%%

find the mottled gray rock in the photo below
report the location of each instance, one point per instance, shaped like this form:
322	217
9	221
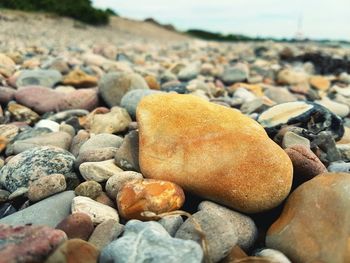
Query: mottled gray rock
219	233
105	233
39	77
115	183
171	224
243	225
49	211
127	156
149	242
35	163
131	99
113	86
57	139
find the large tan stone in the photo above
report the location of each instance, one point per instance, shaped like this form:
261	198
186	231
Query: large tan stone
314	225
213	151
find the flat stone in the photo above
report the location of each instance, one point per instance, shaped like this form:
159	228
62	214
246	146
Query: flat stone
149	241
34	163
39	77
46	186
28	243
314	225
210	163
49	211
98	212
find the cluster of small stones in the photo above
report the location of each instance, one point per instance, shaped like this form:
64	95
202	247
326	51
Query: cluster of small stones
186	152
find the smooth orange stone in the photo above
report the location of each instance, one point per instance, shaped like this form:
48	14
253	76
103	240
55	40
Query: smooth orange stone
155	196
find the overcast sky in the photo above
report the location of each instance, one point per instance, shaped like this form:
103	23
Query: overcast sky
277	18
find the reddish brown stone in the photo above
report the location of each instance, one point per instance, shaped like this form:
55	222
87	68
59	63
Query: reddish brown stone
77	225
28	243
155	196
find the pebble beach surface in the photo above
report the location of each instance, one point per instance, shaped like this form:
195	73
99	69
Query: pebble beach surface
138	144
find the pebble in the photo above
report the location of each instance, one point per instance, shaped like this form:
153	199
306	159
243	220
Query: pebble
49	211
32	164
243	225
149	241
117	120
89	189
46	186
105	233
117	181
218	233
306	165
127	155
74	250
77	225
38	77
294	233
99	171
148	195
165	125
113	86
132	98
98	212
28	243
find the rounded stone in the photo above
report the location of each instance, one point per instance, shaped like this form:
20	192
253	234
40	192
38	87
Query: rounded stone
74	250
77	225
113	86
116	182
138	196
89	189
46	186
32	164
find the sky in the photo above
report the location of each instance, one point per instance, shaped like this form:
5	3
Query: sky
317	19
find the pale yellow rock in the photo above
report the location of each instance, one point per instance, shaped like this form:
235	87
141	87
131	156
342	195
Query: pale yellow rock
213	151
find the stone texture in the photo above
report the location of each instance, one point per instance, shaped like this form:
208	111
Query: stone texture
117	120
28	243
314	224
77	225
74	250
99	171
306	164
97	211
149	242
46	186
223	156
243	225
113	86
57	139
105	233
89	189
32	164
127	156
138	196
49	211
219	235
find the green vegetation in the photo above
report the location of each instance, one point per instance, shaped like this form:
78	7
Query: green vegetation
81	10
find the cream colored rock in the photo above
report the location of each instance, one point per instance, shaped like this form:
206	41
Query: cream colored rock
98	212
99	171
213	151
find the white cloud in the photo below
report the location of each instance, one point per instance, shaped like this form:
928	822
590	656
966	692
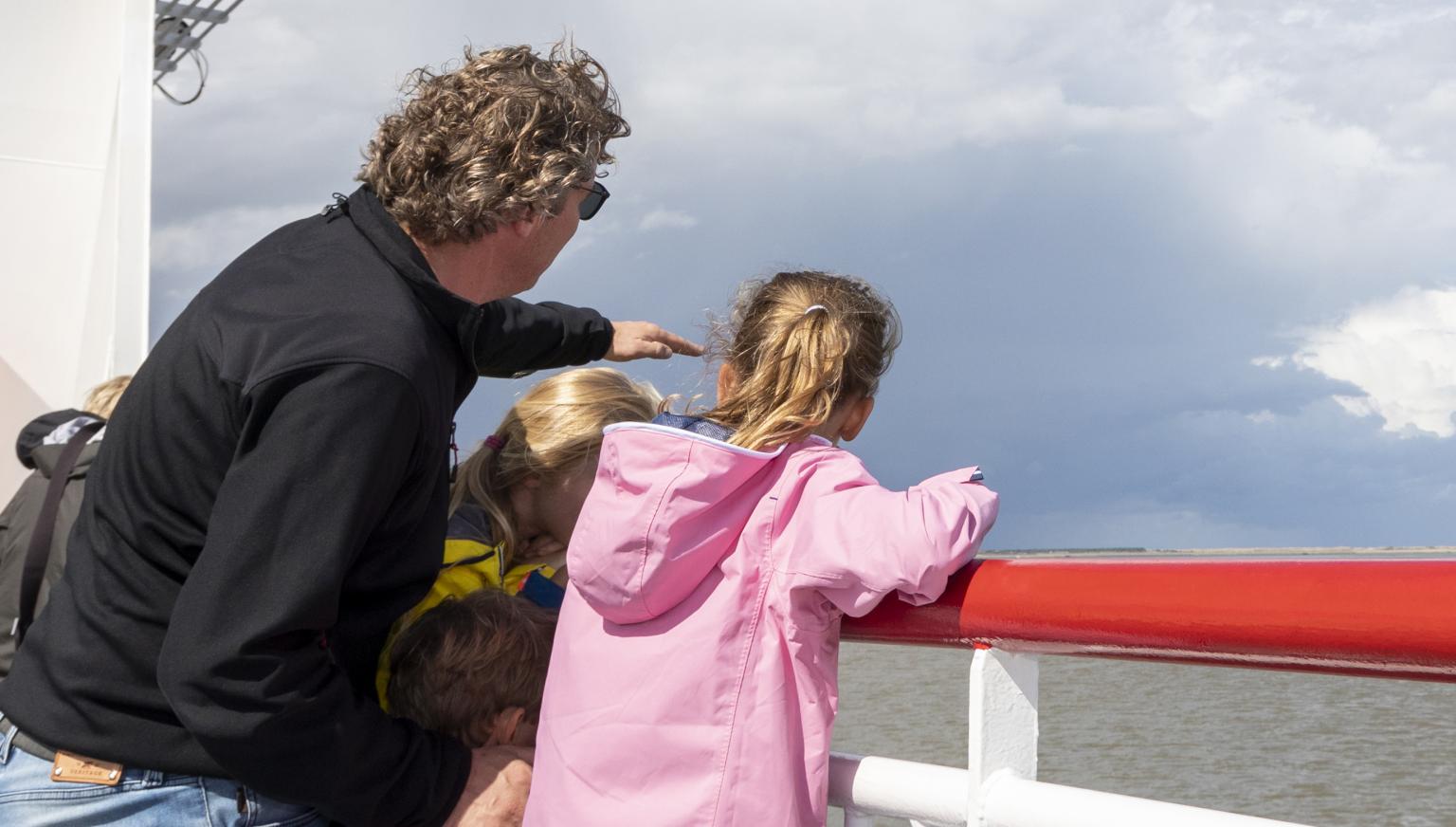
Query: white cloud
667	220
1399	353
209	241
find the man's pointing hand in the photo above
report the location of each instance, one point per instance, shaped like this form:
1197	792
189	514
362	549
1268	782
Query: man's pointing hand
644	340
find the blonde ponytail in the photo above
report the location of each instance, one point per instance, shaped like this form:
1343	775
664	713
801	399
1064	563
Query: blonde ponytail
798	345
551	432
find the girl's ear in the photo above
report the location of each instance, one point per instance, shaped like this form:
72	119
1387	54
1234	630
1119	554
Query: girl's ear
727	381
855	419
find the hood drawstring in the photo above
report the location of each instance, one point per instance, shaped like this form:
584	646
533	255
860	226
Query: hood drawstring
339	207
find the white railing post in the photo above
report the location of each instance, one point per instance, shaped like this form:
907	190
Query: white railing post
1002	723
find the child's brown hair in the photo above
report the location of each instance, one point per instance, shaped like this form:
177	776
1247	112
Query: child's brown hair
798	344
466	661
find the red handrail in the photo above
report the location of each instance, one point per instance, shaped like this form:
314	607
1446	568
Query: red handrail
1377	616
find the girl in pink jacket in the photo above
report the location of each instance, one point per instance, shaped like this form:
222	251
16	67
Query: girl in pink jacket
693	674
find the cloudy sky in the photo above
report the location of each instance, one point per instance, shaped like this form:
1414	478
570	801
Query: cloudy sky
1174	274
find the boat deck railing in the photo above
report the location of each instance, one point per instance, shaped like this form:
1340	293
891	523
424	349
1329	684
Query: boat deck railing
1366	615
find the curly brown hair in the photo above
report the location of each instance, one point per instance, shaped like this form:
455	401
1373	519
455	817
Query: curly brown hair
499	138
467	660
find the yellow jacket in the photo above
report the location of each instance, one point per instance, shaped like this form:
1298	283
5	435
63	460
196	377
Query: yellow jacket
472	562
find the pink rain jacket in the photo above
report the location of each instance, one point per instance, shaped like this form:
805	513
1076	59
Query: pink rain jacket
693	679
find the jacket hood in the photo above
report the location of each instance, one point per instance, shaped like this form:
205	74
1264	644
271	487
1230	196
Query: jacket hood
665	508
34	434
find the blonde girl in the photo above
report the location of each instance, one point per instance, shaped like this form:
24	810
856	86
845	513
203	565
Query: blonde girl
516	500
693	670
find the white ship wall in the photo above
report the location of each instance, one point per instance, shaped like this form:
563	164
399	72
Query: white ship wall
75	204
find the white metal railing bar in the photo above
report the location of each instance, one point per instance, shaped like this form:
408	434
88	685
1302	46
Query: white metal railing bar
1021	802
871	785
999	788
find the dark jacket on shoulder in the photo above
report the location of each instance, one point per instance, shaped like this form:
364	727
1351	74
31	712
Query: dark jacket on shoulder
271	497
40	448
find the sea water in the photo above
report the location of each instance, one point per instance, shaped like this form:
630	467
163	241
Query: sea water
1328	750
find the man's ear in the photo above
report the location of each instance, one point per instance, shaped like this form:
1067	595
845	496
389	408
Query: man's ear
524	228
855	419
727	381
505	724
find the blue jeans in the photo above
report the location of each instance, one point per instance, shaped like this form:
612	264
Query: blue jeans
143	799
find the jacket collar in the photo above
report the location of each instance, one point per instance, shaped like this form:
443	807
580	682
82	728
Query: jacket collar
459	316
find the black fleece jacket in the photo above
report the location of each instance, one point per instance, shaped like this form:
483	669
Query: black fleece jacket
269	497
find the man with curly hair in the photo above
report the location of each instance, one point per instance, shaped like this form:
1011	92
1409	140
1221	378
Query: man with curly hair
273	488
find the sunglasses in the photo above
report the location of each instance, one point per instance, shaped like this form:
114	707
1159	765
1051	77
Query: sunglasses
592	204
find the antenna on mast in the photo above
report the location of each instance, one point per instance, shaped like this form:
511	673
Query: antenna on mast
178	32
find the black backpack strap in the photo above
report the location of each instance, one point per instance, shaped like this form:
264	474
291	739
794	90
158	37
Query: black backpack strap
40	549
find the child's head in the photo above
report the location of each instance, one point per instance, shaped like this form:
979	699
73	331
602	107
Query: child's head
535	470
473	669
803	351
103	397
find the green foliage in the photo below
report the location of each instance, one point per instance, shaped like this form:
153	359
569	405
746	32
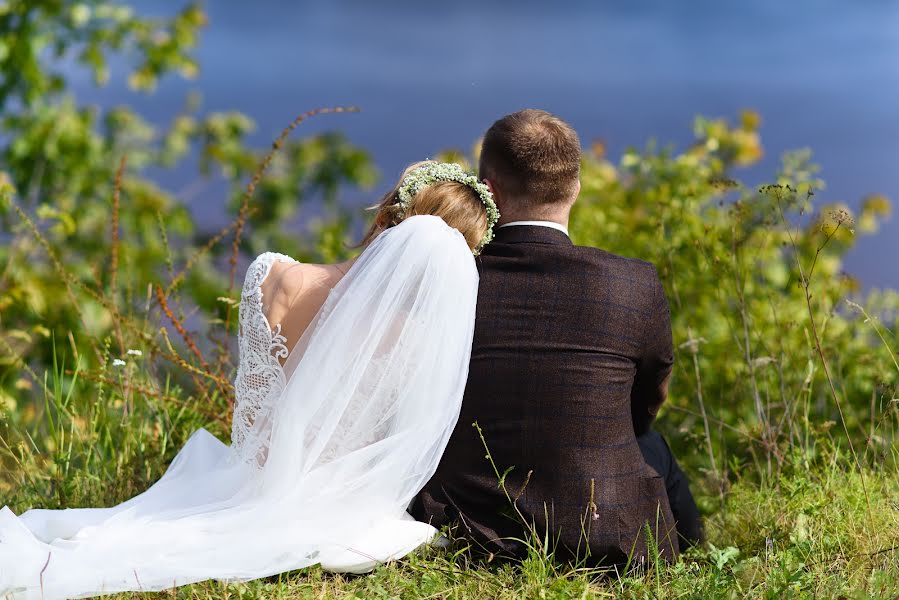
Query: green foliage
117	307
737	263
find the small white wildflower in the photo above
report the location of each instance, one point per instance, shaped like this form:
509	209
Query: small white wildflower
431	173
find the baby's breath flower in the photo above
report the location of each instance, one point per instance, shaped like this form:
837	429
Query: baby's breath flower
431	173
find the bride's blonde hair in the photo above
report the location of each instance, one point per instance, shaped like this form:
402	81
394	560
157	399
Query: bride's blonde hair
456	203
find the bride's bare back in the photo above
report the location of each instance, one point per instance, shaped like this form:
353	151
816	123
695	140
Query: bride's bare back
293	293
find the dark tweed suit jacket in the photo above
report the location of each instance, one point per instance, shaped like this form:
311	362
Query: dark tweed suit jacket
571	351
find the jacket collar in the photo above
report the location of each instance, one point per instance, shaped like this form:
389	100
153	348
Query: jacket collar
529	234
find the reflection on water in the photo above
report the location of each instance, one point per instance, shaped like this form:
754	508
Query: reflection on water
823	73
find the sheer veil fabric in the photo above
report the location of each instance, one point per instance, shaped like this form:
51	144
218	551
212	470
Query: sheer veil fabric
327	451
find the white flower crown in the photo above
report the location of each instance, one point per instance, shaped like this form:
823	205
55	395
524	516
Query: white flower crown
433	172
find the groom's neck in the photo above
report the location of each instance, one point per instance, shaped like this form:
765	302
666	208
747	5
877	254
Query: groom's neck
559	216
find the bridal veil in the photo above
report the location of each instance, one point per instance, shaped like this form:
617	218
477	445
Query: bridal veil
327	452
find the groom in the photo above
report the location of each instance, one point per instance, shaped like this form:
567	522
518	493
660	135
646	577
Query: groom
570	363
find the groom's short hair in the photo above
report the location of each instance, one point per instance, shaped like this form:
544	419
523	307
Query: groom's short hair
532	155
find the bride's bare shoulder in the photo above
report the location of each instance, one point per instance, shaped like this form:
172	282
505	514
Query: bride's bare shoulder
287	282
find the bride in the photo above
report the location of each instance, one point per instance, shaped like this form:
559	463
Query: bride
349	385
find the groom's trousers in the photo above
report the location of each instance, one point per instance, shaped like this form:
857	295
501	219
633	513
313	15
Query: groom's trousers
658	455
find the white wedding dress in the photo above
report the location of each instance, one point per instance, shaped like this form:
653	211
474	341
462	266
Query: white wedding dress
327	451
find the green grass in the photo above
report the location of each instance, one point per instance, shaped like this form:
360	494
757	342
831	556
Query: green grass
807	531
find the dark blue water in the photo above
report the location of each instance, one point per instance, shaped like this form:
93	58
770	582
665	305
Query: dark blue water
823	74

%%

**PROBLEM DETAILS:**
Find the line that contains "find the groom's short". Repeat it and every line after it, exactly as written, up to and including the last line of the records above.

**ANSWER FOR THIS EXERCISE:**
find the groom's short hair in the photo above
report the location of each instance, one point per instance, shaped like this form:
544	419
523	307
Query: groom's short hair
532	155
find the bride's bare shoulder in the photo above
report the location of each instance, one point per instance, shaped like this form:
172	282
505	514
Query: bride's bare shoulder
287	282
find the bride in the photo above
report the location of each instance, one point per instance, shaped like this form:
559	463
Query: bride
349	385
find the groom's trousers in the photo above
report the location of each instance, one point per instance, shaped like this form:
857	295
501	219
633	513
313	15
Query: groom's trousers
658	455
find the white wedding dress in the photo above
report the location of each instance, one point per instance, shaped like this form:
653	211
474	341
462	266
Query: white wedding dress
327	451
find the green grass in the photo above
report the location of each instance, one point per instance, shaped like this form:
360	494
757	342
831	556
Query: green grass
807	531
find the dark blue water in the photo above
report the location of each instance, one point per instance, shaped like this form:
93	58
770	582
665	305
Query: dark blue water
823	74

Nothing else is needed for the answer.